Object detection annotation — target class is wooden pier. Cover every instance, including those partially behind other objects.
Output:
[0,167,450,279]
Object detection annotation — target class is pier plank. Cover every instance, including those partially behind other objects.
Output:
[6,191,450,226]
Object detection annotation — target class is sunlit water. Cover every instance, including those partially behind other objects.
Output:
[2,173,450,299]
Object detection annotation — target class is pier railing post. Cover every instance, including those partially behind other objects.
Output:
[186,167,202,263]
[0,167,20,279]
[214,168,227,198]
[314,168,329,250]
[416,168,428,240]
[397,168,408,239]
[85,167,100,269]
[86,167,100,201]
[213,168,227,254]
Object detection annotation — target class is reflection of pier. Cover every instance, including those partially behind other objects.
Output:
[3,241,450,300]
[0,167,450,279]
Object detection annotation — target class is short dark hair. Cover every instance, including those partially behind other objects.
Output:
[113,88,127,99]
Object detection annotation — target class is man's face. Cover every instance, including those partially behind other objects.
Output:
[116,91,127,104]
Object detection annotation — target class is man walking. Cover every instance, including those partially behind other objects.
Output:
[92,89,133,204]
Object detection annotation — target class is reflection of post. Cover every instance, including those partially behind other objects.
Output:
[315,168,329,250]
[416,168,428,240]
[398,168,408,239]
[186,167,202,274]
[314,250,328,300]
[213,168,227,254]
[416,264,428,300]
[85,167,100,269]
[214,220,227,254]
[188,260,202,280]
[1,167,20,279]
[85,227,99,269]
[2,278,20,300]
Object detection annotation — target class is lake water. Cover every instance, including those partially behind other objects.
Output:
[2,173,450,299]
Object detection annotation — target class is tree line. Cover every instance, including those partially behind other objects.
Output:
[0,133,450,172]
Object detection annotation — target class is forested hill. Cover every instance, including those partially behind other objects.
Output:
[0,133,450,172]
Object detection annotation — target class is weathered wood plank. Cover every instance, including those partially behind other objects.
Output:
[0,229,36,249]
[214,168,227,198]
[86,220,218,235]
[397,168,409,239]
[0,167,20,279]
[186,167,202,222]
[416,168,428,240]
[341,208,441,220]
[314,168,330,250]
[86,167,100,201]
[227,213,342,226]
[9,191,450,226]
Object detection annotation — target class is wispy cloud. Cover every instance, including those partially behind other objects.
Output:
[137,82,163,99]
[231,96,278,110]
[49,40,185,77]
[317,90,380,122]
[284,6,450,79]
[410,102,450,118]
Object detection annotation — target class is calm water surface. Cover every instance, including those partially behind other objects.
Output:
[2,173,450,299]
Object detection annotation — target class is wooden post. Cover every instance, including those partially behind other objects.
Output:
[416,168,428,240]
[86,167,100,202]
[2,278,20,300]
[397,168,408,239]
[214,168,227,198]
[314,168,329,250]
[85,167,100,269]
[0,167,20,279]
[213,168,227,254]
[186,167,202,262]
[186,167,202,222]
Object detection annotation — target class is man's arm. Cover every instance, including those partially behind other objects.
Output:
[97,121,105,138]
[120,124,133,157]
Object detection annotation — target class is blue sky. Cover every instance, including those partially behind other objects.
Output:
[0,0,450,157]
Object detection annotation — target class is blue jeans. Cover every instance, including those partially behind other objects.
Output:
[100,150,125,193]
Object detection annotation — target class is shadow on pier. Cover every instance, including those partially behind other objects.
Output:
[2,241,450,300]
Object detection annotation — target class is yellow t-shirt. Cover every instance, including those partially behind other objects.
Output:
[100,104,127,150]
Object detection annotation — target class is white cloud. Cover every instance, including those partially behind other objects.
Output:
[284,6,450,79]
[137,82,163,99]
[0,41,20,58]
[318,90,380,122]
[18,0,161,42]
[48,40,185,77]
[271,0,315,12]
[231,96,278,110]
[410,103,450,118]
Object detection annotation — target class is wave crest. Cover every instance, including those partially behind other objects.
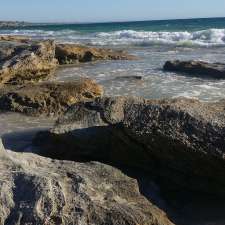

************

◆ Exercise description: Please rescale the data from its first line up to and including the line with "[6,191,450,226]" by giving all those lines again, requests included, with every bounding box coordinate multiplied by 2.1 and rounded to a whole number, halves rounded up. Leave the requests unchanged.

◆ Output below:
Object detection annotation — target class is wooden pier. Cover every instance, including those partially behind other objects.
Output:
[0,351,945,586]
Object detection annotation — target class is pier plank. Cover every instance, including those partially behind other objects.
Output:
[13,401,945,475]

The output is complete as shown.